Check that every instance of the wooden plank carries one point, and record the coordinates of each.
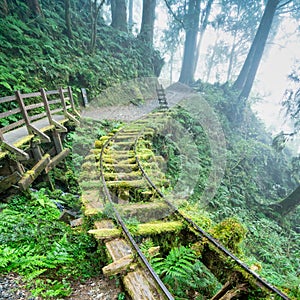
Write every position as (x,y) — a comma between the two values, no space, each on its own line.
(31,95)
(57,159)
(29,177)
(72,102)
(118,266)
(32,106)
(54,111)
(39,116)
(10,180)
(23,110)
(46,106)
(9,112)
(55,101)
(13,126)
(54,92)
(40,134)
(7,99)
(19,153)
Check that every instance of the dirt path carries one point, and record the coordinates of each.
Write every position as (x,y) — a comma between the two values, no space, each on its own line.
(127,113)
========================================================================
*What this task involves*. Put every line above into a Markdown table with the columns "Row" and "Line text," numbering the rows in order and skipping blank lines. Leave the pictures out of the table.

*Result for this exercise*.
| Row | Line text |
|---|---|
| 1 | Check that every instance of the wooden plank carries one point, and record the coordinates of each. |
| 2 | Write every position as (x,y) — a comma between the two values, no space, each on its own line. |
| 3 | (31,95) |
| 4 | (57,159) |
| 5 | (29,177) |
| 6 | (72,102) |
| 7 | (118,266) |
| 8 | (32,106) |
| 9 | (54,111) |
| 10 | (39,116) |
| 11 | (10,180) |
| 12 | (23,110) |
| 13 | (46,106) |
| 14 | (9,112) |
| 15 | (55,101) |
| 16 | (13,126) |
| 17 | (54,92) |
| 18 | (40,134) |
| 19 | (7,99) |
| 20 | (19,153) |
| 21 | Check that every instance of the dirt path carries one point, and record the coordinates of each. |
| 22 | Write every position as (x,y) — a comma between the two values, no space, each on its own line. |
| 23 | (127,113) |